You can see it in the doctor who passes a precious keepsake on to a boy in a hospital bed; in a care team that dances for a woman facing radiation alone; in the couple that grows acres of gladiolas to give away. Love. Love is there in so many of the stories that find their way to us here at In the Loop, motivating the gestures, silly and solemn, that make such a difference to patients at Mayo Clinic.
But it's not a word that gets used much in medical circles. Victor Montori, M.D., believes that needs to change. "The health system I envision is one of kindness, elegance and love," Dr. Montori, an endocrinologist and director of the Knowledge and Evaluation Research Unit at Mayo Clinic, tells Lown Institute. "We don't often use the word 'love' to describe the doctor-patient relationship, but when we take the time to be fully present and emotionally available with each other, this type of love is healing for both parties. We laugh with each other, we talk and connect, we cry. With love, clinicians can better understand their patient's situation and can begin to see the patient in high definition."

Image point grounding data
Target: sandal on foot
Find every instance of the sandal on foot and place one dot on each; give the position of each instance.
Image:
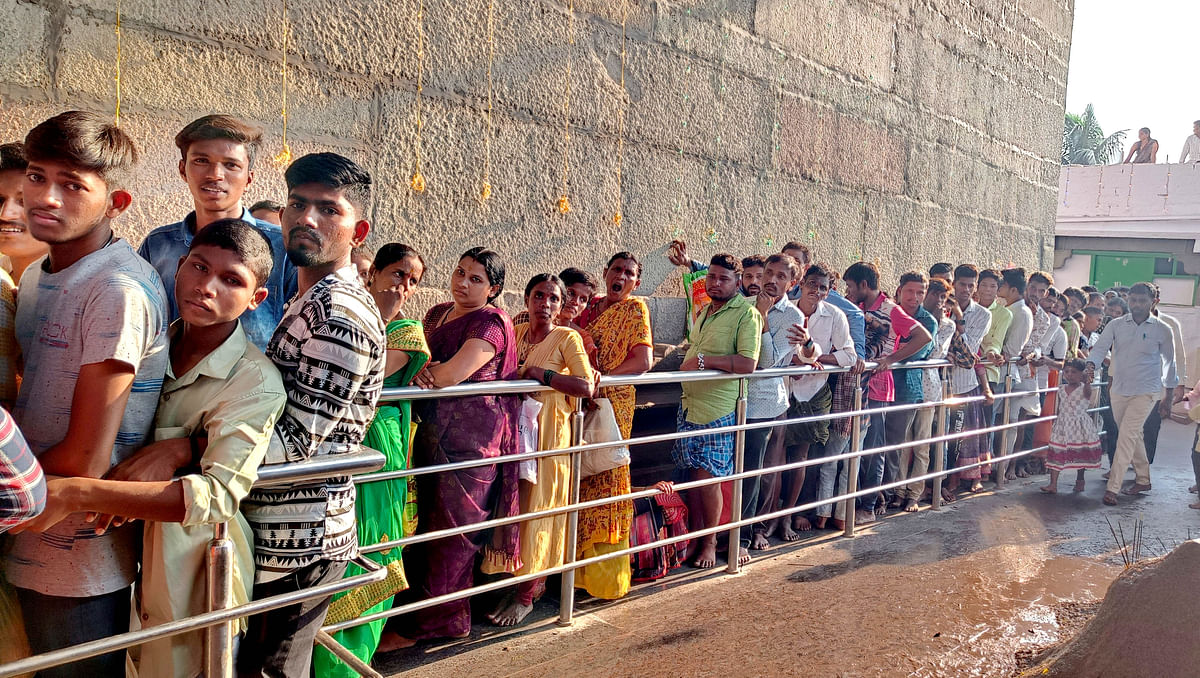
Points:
(1134, 490)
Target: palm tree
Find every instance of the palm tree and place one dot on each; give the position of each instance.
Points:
(1084, 142)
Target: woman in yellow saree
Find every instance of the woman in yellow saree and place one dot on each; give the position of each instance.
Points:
(553, 355)
(621, 327)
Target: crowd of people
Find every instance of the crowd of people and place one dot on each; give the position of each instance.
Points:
(148, 387)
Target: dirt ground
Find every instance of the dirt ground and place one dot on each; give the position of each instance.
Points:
(972, 589)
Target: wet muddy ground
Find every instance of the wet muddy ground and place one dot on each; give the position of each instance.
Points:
(972, 589)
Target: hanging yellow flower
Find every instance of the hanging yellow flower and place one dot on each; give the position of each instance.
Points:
(283, 159)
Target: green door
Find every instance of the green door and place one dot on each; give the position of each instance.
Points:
(1122, 269)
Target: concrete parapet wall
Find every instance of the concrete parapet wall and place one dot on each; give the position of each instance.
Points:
(906, 131)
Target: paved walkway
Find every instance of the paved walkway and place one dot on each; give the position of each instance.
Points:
(955, 592)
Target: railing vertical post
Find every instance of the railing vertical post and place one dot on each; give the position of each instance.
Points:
(739, 448)
(856, 445)
(567, 594)
(940, 430)
(219, 637)
(1002, 467)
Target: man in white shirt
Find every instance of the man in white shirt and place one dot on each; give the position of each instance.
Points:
(826, 330)
(1143, 365)
(965, 382)
(1192, 147)
(1153, 423)
(767, 399)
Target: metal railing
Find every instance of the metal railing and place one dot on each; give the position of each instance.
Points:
(219, 622)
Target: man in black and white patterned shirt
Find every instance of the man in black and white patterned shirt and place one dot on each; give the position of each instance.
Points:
(330, 351)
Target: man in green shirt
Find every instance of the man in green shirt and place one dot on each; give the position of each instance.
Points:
(726, 337)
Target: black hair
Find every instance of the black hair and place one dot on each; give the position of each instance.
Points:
(12, 156)
(269, 205)
(394, 252)
(628, 256)
(941, 269)
(1146, 288)
(220, 126)
(87, 141)
(492, 265)
(244, 240)
(545, 277)
(1042, 276)
(334, 172)
(1014, 279)
(726, 262)
(577, 276)
(863, 271)
(912, 276)
(1119, 301)
(754, 261)
(966, 271)
(789, 261)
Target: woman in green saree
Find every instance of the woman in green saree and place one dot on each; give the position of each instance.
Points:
(384, 510)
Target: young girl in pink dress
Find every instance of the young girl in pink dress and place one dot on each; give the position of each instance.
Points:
(1074, 442)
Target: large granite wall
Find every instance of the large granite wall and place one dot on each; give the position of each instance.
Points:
(905, 131)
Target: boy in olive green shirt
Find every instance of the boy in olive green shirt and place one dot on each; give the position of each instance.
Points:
(726, 337)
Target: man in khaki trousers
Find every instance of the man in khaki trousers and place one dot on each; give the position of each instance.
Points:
(1143, 366)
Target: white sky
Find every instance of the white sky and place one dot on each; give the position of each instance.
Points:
(1137, 64)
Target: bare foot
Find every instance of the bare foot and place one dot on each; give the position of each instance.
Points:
(706, 556)
(501, 606)
(786, 533)
(760, 541)
(743, 556)
(391, 641)
(513, 615)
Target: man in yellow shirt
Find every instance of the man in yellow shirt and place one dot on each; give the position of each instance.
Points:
(219, 405)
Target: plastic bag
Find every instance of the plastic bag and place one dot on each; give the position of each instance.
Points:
(600, 426)
(527, 431)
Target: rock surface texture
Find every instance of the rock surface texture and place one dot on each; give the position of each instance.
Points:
(909, 131)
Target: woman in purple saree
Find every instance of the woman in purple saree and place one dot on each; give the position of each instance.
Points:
(469, 341)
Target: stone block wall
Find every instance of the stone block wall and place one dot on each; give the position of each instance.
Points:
(905, 131)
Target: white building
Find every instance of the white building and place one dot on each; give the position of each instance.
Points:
(1123, 223)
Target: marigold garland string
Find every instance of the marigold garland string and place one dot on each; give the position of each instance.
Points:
(418, 181)
(621, 115)
(118, 75)
(564, 204)
(283, 157)
(485, 189)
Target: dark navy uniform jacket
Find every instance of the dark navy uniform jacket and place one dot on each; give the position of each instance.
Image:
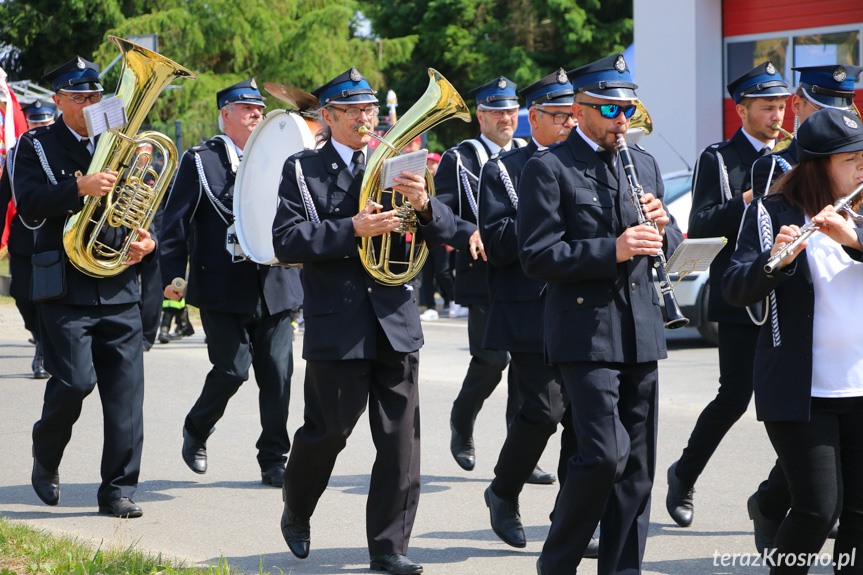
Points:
(344, 306)
(517, 302)
(38, 199)
(767, 169)
(215, 283)
(783, 375)
(22, 239)
(570, 214)
(714, 215)
(471, 275)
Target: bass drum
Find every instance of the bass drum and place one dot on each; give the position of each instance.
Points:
(278, 136)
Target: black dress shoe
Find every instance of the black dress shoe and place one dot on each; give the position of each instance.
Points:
(194, 452)
(297, 533)
(462, 449)
(397, 564)
(592, 551)
(679, 501)
(764, 527)
(121, 507)
(46, 483)
(274, 476)
(505, 519)
(540, 477)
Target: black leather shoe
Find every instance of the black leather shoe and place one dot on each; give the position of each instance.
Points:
(274, 476)
(398, 564)
(194, 452)
(297, 533)
(540, 477)
(121, 507)
(539, 568)
(764, 527)
(592, 551)
(679, 501)
(462, 449)
(45, 483)
(505, 519)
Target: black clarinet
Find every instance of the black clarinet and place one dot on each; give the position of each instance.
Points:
(671, 312)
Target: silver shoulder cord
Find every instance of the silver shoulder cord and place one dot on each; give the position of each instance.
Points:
(37, 145)
(507, 183)
(206, 185)
(311, 211)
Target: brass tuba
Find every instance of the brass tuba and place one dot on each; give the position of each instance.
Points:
(439, 103)
(145, 73)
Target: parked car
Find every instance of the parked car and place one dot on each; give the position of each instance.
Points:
(693, 290)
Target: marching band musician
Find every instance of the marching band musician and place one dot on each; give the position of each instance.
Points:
(808, 372)
(245, 307)
(362, 338)
(517, 304)
(720, 194)
(91, 327)
(577, 231)
(457, 185)
(21, 241)
(820, 87)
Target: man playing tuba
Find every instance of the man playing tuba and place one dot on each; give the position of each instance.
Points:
(91, 326)
(362, 338)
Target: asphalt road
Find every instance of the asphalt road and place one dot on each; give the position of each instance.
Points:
(228, 514)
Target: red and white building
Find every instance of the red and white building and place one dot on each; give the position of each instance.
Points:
(687, 51)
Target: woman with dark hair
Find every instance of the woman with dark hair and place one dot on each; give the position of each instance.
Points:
(809, 359)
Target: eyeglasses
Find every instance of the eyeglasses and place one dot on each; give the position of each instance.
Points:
(80, 98)
(611, 111)
(559, 118)
(498, 114)
(354, 113)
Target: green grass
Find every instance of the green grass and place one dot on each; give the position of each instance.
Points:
(24, 550)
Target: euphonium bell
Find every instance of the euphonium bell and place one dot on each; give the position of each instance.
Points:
(87, 235)
(439, 103)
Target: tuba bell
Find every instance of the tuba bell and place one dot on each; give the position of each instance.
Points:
(439, 103)
(145, 73)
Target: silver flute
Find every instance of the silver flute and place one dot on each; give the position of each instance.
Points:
(842, 204)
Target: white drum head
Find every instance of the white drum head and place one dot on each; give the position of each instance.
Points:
(280, 135)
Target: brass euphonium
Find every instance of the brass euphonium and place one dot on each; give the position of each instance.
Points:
(439, 103)
(145, 73)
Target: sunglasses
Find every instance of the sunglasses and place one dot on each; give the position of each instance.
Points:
(611, 111)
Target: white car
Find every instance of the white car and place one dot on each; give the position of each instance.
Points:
(692, 291)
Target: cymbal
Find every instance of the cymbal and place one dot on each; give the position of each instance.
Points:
(293, 96)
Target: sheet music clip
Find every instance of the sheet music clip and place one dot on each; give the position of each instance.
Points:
(694, 255)
(107, 114)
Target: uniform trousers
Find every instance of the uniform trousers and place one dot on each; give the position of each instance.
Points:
(736, 361)
(236, 342)
(483, 375)
(614, 416)
(336, 393)
(540, 411)
(86, 346)
(823, 461)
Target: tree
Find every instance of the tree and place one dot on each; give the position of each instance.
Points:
(473, 41)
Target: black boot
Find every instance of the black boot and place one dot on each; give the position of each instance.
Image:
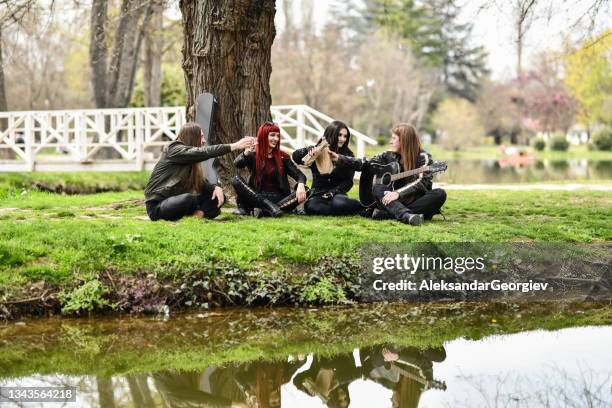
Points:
(270, 208)
(412, 219)
(378, 214)
(254, 200)
(403, 214)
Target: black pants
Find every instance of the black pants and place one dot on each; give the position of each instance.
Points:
(248, 199)
(428, 204)
(177, 207)
(339, 204)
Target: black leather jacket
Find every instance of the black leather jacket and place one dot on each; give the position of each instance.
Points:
(175, 162)
(415, 191)
(340, 180)
(289, 169)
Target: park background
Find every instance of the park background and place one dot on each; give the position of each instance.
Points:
(94, 295)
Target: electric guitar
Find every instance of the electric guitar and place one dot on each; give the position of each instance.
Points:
(387, 174)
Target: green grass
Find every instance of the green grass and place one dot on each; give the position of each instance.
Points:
(12, 184)
(59, 237)
(492, 152)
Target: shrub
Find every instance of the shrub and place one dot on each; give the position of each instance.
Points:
(602, 139)
(559, 143)
(89, 297)
(539, 145)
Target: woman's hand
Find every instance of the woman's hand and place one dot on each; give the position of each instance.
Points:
(333, 156)
(218, 194)
(243, 143)
(389, 197)
(301, 193)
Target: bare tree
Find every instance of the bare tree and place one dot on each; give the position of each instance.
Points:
(113, 79)
(227, 47)
(153, 52)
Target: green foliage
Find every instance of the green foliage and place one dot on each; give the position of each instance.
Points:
(88, 297)
(559, 143)
(589, 78)
(539, 144)
(459, 122)
(434, 33)
(602, 139)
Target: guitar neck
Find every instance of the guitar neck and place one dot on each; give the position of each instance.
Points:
(408, 173)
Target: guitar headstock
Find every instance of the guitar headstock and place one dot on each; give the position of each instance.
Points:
(438, 167)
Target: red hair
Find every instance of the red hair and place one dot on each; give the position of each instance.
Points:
(261, 151)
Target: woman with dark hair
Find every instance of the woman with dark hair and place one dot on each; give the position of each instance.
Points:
(329, 183)
(267, 191)
(177, 187)
(412, 201)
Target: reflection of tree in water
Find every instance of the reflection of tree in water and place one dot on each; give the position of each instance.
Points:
(408, 371)
(246, 385)
(329, 378)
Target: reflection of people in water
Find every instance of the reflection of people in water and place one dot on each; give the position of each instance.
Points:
(328, 379)
(250, 385)
(408, 372)
(263, 380)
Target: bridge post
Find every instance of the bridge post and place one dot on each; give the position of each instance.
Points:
(299, 129)
(360, 147)
(29, 141)
(139, 148)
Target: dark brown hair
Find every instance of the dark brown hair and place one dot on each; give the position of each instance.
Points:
(191, 135)
(410, 145)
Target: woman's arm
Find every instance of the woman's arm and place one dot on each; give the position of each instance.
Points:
(293, 172)
(424, 181)
(298, 155)
(182, 154)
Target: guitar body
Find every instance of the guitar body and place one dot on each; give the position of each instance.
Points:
(206, 106)
(372, 175)
(388, 175)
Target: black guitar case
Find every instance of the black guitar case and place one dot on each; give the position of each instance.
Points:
(206, 105)
(366, 179)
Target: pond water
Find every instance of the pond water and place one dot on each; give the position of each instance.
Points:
(357, 357)
(498, 172)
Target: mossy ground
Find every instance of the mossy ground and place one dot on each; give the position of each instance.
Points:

Using the information
**1)** Reproduce the passage on love in medicine word for word, between "You can see" and "at Mayo Clinic.", inclusive.
**2)** Decide whether each statement agrees with the passage on love in medicine, answering yes or no and quoting the words that settle it: (a) Dr. Montori is an endocrinologist. (b) The couple grows acres of roses to give away. (c) Love is a word often used in medical circles.
The records have no connection to the text.

Responses to the tasks
**1)**
You can see it in the doctor who passes a precious keepsake on to a boy in a hospital bed; in a care team that dances for a woman facing radiation alone; in the couple that grows acres of gladiolas to give away. Love. Love is there in so many of the stories that find their way to us here at In the Loop, motivating the gestures, silly and solemn, that make such a difference to patients at Mayo Clinic.

**2)**
(a) Yes: "Dr. Montori, an endocrinologist and director of the Knowledge and Evaluation Research Unit at Mayo Clinic"
(b) No: "the couple that grows acres of gladiolas to give away"
(c) No: "But it's not a word that gets used much in medical circles."